* **Dataset entries**:

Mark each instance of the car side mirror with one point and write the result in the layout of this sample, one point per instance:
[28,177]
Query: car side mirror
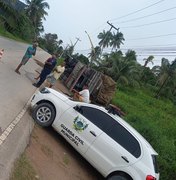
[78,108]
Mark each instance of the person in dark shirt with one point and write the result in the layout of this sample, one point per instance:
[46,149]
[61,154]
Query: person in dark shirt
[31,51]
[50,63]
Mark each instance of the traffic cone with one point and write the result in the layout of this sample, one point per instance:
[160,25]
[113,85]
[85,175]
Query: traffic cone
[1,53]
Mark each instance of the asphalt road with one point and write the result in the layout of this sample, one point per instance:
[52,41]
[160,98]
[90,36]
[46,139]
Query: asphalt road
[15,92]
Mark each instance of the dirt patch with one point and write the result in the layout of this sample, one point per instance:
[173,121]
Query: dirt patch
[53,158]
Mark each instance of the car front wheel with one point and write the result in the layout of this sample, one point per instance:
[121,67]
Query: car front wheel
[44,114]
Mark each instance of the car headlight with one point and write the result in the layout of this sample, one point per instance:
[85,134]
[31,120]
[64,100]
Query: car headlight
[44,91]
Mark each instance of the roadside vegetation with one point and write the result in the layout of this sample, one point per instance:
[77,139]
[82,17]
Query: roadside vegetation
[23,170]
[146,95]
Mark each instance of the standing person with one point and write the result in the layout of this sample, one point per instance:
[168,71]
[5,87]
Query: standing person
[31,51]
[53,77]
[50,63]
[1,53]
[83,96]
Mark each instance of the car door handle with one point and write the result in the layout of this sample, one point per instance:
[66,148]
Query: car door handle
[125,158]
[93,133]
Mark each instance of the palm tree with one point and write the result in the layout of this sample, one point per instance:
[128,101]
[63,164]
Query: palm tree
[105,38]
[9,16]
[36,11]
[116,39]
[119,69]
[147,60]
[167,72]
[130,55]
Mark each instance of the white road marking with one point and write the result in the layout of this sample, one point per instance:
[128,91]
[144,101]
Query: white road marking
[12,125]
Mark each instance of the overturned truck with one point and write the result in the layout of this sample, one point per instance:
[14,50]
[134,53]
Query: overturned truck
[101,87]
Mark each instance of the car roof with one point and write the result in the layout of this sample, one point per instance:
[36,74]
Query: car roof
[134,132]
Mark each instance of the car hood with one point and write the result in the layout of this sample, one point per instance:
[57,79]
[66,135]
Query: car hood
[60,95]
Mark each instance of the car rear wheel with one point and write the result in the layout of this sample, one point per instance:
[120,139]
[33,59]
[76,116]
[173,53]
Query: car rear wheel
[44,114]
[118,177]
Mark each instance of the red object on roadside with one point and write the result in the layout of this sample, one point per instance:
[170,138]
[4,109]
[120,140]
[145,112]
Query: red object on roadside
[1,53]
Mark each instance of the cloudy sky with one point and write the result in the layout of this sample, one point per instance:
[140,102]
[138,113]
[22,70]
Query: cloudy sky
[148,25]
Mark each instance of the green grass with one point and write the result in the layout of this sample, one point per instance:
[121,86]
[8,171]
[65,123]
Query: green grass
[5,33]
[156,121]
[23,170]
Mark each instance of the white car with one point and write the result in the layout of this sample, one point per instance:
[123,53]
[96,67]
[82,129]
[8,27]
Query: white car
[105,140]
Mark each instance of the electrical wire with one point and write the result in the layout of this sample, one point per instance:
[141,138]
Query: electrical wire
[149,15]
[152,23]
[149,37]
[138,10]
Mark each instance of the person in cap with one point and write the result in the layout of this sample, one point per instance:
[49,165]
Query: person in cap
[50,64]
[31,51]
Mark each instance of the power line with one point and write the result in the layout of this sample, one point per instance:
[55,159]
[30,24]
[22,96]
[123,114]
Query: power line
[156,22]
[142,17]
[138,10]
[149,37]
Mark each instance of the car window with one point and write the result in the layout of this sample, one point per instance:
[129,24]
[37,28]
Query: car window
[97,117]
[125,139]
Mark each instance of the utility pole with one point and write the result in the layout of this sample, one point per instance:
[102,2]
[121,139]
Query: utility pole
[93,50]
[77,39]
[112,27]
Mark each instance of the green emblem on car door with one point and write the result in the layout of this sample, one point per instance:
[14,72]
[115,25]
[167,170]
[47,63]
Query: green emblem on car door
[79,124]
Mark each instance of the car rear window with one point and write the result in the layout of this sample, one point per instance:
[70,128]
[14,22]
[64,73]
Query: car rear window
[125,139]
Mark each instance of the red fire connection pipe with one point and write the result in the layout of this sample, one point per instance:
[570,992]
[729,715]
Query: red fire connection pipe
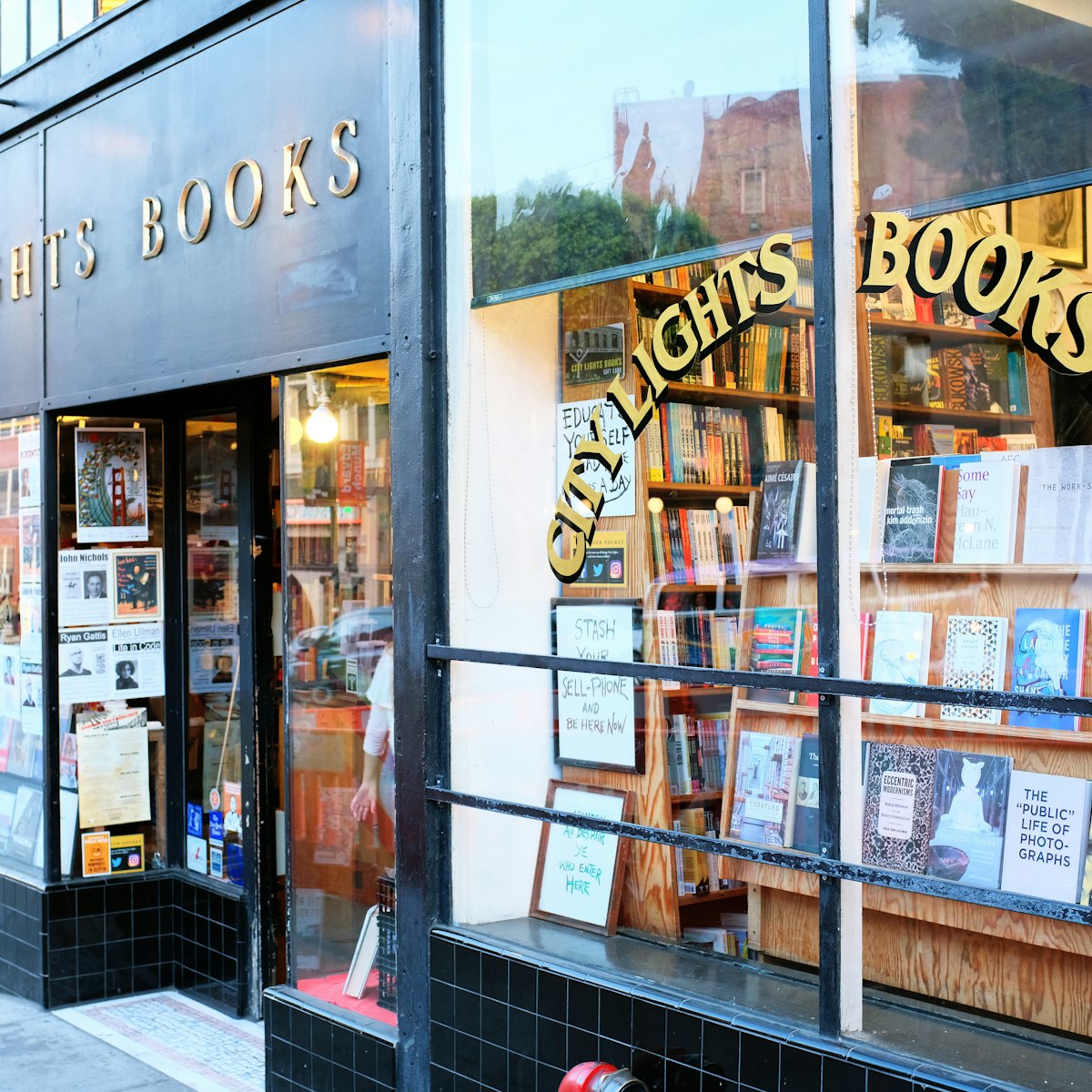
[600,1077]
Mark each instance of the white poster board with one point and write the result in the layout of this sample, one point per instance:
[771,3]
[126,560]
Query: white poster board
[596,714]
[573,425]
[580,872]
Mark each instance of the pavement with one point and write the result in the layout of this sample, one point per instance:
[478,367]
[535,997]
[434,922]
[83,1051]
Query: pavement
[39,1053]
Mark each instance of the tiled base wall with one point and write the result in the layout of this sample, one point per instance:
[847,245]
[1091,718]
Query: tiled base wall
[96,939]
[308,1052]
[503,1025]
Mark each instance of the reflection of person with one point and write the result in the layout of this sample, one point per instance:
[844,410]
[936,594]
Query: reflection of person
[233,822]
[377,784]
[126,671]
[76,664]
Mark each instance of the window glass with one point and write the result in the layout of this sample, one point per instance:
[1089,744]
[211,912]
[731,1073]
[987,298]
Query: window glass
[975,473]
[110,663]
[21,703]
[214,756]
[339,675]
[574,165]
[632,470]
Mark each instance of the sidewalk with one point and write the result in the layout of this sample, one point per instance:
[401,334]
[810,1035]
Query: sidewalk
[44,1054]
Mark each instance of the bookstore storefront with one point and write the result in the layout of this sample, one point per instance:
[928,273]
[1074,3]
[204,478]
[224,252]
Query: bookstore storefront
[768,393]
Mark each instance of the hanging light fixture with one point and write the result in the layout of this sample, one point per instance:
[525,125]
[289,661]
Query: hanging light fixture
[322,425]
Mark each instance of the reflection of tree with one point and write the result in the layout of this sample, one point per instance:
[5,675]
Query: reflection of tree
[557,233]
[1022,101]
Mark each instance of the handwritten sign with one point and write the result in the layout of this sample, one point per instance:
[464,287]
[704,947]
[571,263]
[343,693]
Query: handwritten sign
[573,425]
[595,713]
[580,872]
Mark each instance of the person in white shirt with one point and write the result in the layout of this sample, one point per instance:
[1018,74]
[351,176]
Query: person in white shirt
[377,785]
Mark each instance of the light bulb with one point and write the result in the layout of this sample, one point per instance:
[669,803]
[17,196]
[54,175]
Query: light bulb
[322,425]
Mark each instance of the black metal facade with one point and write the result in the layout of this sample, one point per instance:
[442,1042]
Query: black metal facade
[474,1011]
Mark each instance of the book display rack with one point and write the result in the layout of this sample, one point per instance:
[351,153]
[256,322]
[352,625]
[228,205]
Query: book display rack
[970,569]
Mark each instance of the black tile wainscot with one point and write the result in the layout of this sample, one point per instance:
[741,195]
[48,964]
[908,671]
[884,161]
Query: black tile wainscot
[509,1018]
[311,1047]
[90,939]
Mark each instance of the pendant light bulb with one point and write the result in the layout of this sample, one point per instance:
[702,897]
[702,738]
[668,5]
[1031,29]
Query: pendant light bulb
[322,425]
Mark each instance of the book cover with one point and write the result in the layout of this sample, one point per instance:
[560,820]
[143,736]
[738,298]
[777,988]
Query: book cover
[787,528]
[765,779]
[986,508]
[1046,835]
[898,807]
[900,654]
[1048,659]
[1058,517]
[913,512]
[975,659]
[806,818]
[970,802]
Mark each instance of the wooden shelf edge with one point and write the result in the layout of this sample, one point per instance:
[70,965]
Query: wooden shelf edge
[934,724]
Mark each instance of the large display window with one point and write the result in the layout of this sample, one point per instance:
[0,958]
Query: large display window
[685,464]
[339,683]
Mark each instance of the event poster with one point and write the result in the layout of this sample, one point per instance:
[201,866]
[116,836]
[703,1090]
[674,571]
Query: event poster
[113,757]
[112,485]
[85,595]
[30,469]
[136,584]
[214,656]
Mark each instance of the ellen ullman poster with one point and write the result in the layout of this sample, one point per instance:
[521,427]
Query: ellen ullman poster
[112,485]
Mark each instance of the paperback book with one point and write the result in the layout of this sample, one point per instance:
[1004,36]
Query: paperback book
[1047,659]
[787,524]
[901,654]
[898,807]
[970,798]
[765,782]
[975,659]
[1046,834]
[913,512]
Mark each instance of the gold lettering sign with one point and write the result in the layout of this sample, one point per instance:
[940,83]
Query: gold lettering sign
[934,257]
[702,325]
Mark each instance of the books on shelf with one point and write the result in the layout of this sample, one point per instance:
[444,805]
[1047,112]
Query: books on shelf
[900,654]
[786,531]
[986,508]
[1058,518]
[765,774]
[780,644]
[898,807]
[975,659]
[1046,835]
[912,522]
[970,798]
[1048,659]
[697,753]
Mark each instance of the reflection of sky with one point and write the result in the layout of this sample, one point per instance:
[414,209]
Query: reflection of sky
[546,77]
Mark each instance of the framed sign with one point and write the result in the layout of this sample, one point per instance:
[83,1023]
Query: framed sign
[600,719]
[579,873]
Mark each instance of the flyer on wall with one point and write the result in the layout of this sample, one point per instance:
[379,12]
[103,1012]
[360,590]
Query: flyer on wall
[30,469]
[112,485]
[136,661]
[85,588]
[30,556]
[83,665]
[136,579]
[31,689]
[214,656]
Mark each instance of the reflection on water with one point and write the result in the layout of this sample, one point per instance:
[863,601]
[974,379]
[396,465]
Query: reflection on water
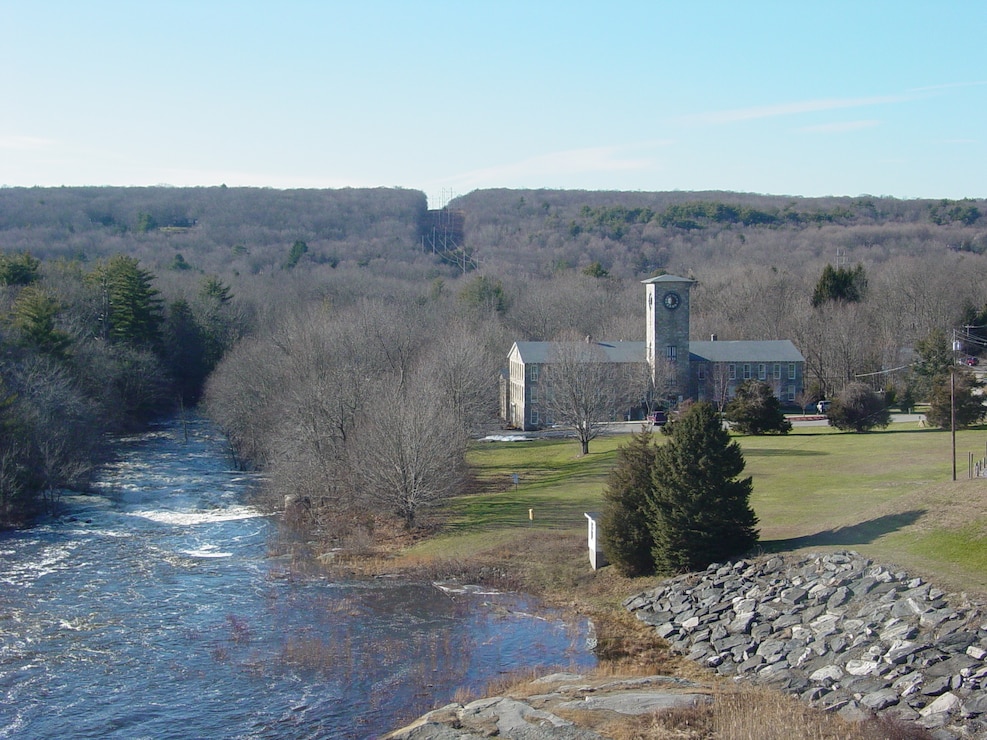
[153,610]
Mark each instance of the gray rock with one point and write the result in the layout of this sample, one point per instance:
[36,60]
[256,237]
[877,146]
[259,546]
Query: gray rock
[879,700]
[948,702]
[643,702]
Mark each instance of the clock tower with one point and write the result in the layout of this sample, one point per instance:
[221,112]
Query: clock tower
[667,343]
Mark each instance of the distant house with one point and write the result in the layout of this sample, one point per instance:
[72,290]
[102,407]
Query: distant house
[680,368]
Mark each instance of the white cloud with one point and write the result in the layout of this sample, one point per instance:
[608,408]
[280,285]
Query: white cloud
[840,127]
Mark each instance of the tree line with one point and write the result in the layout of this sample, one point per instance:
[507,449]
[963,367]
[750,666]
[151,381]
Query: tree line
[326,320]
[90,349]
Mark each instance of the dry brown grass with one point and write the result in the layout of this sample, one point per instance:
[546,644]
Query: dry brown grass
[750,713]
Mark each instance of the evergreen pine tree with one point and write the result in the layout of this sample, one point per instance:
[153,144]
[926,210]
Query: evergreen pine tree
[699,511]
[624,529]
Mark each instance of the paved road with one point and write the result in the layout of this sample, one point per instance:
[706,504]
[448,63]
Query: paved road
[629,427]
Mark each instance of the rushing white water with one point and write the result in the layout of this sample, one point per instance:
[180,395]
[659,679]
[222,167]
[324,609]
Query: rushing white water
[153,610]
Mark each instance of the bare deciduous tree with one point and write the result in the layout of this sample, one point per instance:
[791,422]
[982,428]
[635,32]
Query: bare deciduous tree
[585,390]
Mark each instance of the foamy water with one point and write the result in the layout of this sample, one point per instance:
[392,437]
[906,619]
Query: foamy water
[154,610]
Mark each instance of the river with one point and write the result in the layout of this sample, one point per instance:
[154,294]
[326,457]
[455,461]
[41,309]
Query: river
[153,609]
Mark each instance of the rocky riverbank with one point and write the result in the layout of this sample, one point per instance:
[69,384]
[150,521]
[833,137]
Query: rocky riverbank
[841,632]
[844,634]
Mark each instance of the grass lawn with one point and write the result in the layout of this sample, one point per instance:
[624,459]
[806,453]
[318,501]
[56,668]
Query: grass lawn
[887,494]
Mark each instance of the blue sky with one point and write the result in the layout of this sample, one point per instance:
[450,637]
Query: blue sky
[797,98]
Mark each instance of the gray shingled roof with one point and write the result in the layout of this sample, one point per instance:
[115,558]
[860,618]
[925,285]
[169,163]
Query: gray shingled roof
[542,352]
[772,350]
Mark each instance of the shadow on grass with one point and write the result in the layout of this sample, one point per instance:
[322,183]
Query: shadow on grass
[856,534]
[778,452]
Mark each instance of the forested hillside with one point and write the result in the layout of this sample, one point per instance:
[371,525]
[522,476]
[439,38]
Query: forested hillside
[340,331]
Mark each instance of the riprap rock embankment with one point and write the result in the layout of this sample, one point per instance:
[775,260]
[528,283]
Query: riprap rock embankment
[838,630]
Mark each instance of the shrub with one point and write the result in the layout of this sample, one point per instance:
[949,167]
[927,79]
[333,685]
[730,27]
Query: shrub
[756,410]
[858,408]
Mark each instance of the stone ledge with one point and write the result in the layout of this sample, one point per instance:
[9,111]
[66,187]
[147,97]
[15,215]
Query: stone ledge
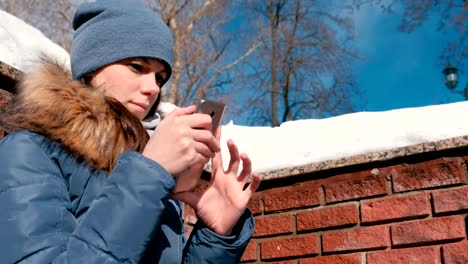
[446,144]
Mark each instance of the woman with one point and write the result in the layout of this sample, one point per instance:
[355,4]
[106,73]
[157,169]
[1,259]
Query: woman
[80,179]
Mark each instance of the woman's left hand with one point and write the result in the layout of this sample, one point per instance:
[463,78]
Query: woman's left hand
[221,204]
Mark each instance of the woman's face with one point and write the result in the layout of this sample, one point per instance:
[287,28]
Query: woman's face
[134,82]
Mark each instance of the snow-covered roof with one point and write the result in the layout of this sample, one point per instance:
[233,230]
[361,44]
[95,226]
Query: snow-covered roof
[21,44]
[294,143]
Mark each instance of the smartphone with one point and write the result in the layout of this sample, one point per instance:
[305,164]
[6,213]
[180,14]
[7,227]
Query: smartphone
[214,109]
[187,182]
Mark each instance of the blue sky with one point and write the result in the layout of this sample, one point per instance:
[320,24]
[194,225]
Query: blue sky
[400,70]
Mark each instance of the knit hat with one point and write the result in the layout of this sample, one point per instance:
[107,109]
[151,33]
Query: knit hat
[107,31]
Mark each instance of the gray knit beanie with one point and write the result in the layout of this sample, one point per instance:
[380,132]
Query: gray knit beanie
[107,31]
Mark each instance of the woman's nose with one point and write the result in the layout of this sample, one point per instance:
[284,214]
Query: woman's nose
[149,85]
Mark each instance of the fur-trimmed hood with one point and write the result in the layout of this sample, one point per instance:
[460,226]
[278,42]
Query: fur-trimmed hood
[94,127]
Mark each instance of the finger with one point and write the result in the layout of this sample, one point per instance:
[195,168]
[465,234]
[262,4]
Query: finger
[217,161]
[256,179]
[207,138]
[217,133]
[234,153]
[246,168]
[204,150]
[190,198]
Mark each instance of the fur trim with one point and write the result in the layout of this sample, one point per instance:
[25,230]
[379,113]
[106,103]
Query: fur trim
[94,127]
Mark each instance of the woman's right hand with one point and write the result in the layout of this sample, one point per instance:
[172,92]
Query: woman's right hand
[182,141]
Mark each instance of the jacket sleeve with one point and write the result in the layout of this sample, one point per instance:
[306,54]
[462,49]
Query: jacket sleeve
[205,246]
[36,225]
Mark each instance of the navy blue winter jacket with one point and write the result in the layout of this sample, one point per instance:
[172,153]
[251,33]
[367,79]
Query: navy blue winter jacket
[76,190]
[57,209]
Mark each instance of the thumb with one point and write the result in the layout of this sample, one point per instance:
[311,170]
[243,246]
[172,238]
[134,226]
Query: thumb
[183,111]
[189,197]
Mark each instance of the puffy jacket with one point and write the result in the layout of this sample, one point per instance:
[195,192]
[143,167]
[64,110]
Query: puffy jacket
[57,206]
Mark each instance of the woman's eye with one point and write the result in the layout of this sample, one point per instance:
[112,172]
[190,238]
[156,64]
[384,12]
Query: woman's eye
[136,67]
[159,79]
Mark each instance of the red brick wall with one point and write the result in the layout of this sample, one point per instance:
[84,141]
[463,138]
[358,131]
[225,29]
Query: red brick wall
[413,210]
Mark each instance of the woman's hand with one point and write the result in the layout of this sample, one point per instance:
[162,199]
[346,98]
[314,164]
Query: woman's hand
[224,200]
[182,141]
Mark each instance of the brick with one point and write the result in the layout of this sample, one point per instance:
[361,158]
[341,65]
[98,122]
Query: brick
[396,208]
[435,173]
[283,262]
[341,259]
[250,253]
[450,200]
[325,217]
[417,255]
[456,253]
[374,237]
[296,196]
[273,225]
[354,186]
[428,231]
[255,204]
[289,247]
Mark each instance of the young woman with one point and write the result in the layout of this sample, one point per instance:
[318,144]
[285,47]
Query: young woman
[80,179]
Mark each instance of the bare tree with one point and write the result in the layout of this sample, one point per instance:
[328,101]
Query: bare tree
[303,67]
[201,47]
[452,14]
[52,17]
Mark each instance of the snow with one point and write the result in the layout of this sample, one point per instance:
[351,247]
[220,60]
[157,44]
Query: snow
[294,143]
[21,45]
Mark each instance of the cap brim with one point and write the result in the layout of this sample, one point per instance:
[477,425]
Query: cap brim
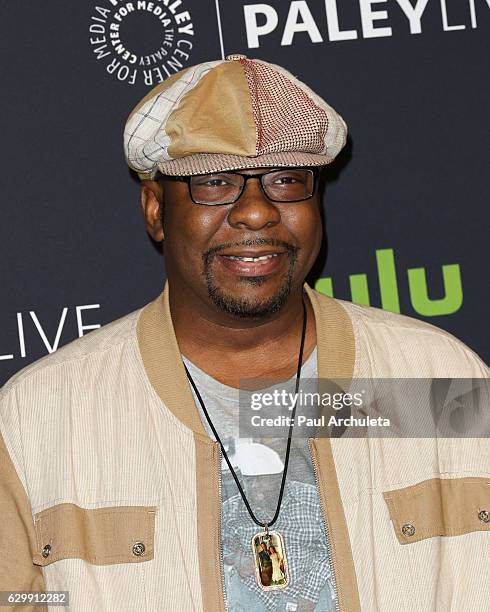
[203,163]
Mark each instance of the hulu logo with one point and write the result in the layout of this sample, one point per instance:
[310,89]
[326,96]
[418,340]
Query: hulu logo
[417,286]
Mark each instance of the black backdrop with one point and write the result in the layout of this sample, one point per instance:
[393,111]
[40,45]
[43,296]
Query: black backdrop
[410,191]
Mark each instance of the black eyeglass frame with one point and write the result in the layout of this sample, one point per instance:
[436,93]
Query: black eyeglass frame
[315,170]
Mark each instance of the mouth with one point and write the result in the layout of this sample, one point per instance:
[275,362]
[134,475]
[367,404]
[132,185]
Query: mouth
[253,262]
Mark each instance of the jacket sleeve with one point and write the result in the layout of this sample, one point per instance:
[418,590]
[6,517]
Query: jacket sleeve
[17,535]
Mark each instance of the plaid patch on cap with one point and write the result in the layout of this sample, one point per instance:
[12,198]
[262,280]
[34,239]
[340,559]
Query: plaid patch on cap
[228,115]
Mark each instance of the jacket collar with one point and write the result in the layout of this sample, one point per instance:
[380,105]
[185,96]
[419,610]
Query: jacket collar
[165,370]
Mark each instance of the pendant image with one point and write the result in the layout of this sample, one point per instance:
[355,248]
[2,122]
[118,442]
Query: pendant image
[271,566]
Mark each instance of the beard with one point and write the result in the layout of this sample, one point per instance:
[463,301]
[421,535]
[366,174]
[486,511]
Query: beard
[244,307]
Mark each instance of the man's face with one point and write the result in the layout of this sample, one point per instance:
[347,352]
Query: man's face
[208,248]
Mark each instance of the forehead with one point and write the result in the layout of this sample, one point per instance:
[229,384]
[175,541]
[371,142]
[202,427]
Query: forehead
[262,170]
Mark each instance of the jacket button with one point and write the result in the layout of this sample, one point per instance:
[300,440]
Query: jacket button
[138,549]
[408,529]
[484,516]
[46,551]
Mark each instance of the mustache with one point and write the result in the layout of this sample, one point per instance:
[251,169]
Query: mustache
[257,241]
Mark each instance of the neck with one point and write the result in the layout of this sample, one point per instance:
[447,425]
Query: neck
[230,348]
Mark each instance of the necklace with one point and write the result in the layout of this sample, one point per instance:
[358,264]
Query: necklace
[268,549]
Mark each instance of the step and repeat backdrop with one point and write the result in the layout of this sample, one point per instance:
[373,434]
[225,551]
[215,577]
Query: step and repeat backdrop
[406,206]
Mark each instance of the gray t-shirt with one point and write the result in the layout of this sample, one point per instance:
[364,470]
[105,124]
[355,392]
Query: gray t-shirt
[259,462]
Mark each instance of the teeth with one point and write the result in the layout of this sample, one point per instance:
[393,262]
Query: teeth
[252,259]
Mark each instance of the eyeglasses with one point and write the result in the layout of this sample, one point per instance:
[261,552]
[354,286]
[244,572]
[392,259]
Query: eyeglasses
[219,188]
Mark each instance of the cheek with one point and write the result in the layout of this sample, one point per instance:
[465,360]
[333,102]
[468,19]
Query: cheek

* **Problem details**: In the records above, count the lines that contain the word "cheek" and state only that count.

* **Expected answer**: 2